I’ve been planning to write a piece about the coming of Spring for the last month, thinking about it in my head, but never getting round to it. The problem, is that it’s extremely time sensitive. The idea being to talk about the early arrivals, those green shoots of joy, and who says ‘hello’ first.
It’s mid March, still cold, the beastly wind, irritates me, when I know that warmth is nearby, but as I wrote last year, this is the problem with March, you feel like you are almost there, but then sometime you think it’s really still winter!!
But it’s the usual buds that come out first, literally and metaphorically. Snowdrops are first to grace the coming season, but not far behind the spikes of daffodils, are pushing their way up through the ground. Even as early as February the yellow trumpet graces our fields, down below the Nap in particular, so much so that the fields of Holland would doff their caps! It’s then a race between a number of equally charming friends, the primrose, carpeting the lane up to the farm, with the occasional crocus doing its best to assert its independence amongst the cohorts of prims. There seems a lull then. Nothing to note for a few weeks, but for me, it’s the arrival of the celandine, a yellow flower as bright as a butter cup in the road verges, that really makes you think, ‘No, we’re here now, we’re off, Spring is truly well on the way’
I will never forget the celandine, a comment almost as pompous as one of Uncle Monty’s in Withnail and I. “ I find the carrot, infinitely more beautiful than the rose’
I digress, celandine, yep, I remember this one, because I have a vivid memory of walking up a steep hill from Loe Beach up to Feock in Cornwall, with my Mother and her commenting on the arrival of the celandine. It was joyous moment against a backdrop of such sadness as my poor Grandma, lay in hospital in Truro after a dreadful stroke, that she would never really recover from.

Problems to solve »
a: Copy the spring flowers piece word for word, from "It’s mid March, still" to "really still winter!!".
b: Carry on the piece about the first spring flowers from where it stops.

Provided data »
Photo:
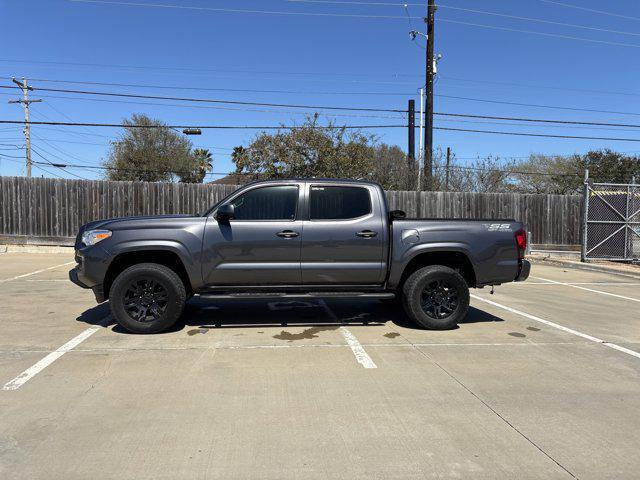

Answers below »
a:
It’s mid March, still cold, the beastly wind, irritates me, when I know that warmth is nearby, but as I wrote last year, this is the problem with March, you feel like you are almost there, but then sometime you think it’s really still winter!!

b:
She would have liked this post. She had a delightful garden full of an amazing array of un-pronounceable plants. Grandma loved her garden.
And back in the room….soon after the celandine, you notice, the hawthorn in hedges along sheltered combes and valleys, the elderberry, and now, the wonder of wild garlic, no flowers yet, but the abundance of thick green sheen leaves, in shaded dappled damp verges. What a treat, Pesto with walnuts here we come.
It’s all good, and I haven’t even mentioned the bird song, raucous, even now, but it’s such a familiar sound, that it’s easy to not even notice it. Like living next to a busy road, the mind soon blanks it out, such is its ubiquity. But what wonderous ubiquity it is. The birds not the traffic.
Tomorrow morning, I shall go out, sit on the wall by the farmhouse and listen. Just listen.
Marvellous. Writing is good for the soul, and on a day, reflective of the past year, time to remind ourselves of how lucky we are to enjoy such beauty.